▸ What is required:
An exact retyping of every record is required.

[Start of section]

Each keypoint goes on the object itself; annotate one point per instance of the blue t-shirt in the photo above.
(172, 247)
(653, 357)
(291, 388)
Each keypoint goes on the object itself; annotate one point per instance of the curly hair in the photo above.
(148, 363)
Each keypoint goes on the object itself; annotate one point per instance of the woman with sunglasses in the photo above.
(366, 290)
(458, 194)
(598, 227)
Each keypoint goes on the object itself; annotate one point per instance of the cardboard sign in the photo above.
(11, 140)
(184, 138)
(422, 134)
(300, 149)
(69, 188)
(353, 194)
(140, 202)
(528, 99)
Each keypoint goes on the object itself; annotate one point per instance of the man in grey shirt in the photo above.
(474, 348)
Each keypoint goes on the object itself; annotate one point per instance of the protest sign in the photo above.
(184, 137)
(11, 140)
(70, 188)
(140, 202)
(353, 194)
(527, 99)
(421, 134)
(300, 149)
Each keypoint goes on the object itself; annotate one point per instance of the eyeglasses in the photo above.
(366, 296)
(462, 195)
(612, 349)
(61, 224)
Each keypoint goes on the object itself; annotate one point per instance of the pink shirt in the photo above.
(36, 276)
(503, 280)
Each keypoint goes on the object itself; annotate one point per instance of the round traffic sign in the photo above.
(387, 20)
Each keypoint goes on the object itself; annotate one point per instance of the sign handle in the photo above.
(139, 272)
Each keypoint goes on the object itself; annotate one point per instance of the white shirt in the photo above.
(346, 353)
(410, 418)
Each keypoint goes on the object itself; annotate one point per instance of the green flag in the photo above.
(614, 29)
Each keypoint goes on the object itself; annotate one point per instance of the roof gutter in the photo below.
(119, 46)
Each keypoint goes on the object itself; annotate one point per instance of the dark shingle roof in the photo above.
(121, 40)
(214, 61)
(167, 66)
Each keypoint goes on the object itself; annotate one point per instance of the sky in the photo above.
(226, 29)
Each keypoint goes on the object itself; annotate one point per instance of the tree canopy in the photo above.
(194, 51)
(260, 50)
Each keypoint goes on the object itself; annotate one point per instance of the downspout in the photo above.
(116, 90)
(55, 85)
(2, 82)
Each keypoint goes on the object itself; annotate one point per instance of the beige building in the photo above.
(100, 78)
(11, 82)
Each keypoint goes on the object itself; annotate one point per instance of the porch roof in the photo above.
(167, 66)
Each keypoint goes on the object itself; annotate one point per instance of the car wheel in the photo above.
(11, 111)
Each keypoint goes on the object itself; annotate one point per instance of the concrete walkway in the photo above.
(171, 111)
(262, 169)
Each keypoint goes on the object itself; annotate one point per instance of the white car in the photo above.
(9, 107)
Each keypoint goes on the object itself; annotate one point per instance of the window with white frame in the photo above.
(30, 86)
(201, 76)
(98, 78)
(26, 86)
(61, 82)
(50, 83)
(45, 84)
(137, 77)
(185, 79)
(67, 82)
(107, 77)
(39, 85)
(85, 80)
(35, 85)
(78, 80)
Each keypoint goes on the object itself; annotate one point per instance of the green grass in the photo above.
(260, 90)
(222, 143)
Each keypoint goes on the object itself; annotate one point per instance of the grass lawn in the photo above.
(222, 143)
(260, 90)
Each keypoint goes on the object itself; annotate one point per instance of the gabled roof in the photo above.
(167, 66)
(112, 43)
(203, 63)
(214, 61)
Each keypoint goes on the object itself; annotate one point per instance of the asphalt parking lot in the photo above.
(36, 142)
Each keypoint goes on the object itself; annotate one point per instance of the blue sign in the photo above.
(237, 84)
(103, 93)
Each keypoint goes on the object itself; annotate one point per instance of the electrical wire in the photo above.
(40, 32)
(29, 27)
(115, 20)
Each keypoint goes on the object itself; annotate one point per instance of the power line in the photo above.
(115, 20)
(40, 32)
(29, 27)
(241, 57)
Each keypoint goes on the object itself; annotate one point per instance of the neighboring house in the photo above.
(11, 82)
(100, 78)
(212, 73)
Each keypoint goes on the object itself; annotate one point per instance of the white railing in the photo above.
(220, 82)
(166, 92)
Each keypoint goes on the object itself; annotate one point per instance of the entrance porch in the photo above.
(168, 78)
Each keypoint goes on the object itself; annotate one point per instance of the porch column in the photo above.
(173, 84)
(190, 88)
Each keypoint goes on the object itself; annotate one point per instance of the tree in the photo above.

[End of section]

▸ Final answer:
Each keypoint goes on the object itself; annotate one point per instance of the blue t-shirt in the photo above.
(172, 247)
(653, 357)
(291, 388)
Each keypoint goes on the object itself; annotate one point per instance of the curly hair in the photo above.
(148, 363)
Each keypoint goes on the object itself; annotate one point per instance of the woman with sunglasses in the photo above.
(366, 290)
(458, 194)
(598, 227)
Each keypoint goes on the object itself; annotate one point per instance of the cardboard sign in the photo above.
(11, 140)
(184, 138)
(422, 134)
(300, 149)
(69, 188)
(353, 194)
(140, 202)
(528, 99)
Each keypoint goes on the object itself; annotate one point per instance of the man in grey shirt in the photo above.
(474, 348)
Each keypoint goes on the object itself; annotate one point per instance of the protest sign in the photo above.
(184, 137)
(11, 140)
(70, 188)
(140, 202)
(353, 194)
(527, 99)
(421, 134)
(300, 149)
Each keypoint goes on the object itself; annotate one point per instance of the eyeglasses in the photo above.
(366, 296)
(462, 195)
(612, 349)
(61, 224)
Each keypoint goes on the object itself; annotate one point per instance of the pink shirt in the photo above.
(36, 276)
(503, 280)
Each keypoint goes on the object itself; annotate one point per instance of the round traffic sign in the photo above.
(387, 20)
Each keypoint goes on the object itself; annotate one point per instance of the sign handle in the photo above.
(139, 272)
Each keypoint goes on the object itself; annotate one point per instance of the white shirt in the photo above.
(346, 353)
(410, 418)
Each keypoint goes on the object itself; annotate one point per instance of the green flag in the photo above.
(614, 29)
Each keypoint goes on the object itself; annotate one point per instance of the roof gutter in the photo below.
(119, 46)
Each keypoint goes on the object itself; annotate one point per instance of the dark shingle roof in the photo above.
(121, 40)
(214, 61)
(167, 66)
Each keypoint goes on the object itself; annotate one point per instance of the sky in the photo above.
(226, 29)
Each keypoint goes on the object itself; annotate one point per instance of the tree canopy in the photo above.
(194, 51)
(260, 50)
Each keypoint goes on the object itself; annotate one point per instance of the downspout in the photo above.
(116, 90)
(55, 85)
(2, 82)
Each keypoint goes on the object itself; annotate one point per instance of the beige building in the photo above.
(100, 78)
(11, 82)
Each keypoint goes on the object itself; annotate one point per instance of the porch roof in the photo above.
(167, 66)
Each keypoint goes on the object itself; annotate one point per instance of the car wheel in the photo above.
(11, 111)
Each keypoint goes on the object itself; annotate one point per instance of the concrete walkway in the photo above.
(171, 111)
(262, 169)
Each keypoint goes on the object itself; annotate one point per instance of the white car in the photo above.
(9, 107)
Each keypoint goes on the object itself; annotate one point per instance of the window with white frame in the photo above.
(30, 86)
(201, 76)
(98, 78)
(26, 86)
(61, 82)
(50, 83)
(45, 84)
(137, 77)
(185, 79)
(67, 82)
(107, 77)
(39, 85)
(85, 80)
(35, 85)
(78, 80)
Each keypoint goes on the object itself; annotate one point per instance of the green grass in the photo above.
(260, 90)
(222, 143)
Each keypoint goes on the object itself; annotate one point per instance of the grass lawn in the photo above.
(222, 143)
(260, 90)
Each keypoint goes on the object itself; annotate one point per instance of the gabled roof in the photo above.
(167, 66)
(112, 43)
(203, 63)
(214, 61)
Each keypoint goes on the object itself; annotate one point per instance of the asphalt parking lot in the photo above.
(36, 142)
Each keypoint goes on the object itself; annotate one point per instance of the blue sign in the photo above.
(237, 84)
(103, 93)
Each keypoint goes on the object itself; annotate one point per instance of the electrical wire in the photo above.
(40, 32)
(29, 27)
(115, 20)
Each keypoint goes on the object itself; annotate one point per instance of the power line in the photo above.
(115, 20)
(40, 32)
(29, 27)
(241, 57)
Each keypoint goes on the object itself; annotate one point per instance of the neighboring house in the photo above.
(11, 82)
(100, 78)
(212, 73)
Each keypoint goes on the object itself; annotate one point per instance of the white railing in the photo above.
(220, 82)
(166, 92)
Each keypoint goes on the object itself; annotate one point per instance of the entrance porch in the photo above.
(168, 78)
Each keypoint goes on the object itself; annotate one point per instance of the porch column in the photo above.
(173, 84)
(190, 88)
Each keypoint goes on the object itself; annotate one point per instance of the tree in the photo above.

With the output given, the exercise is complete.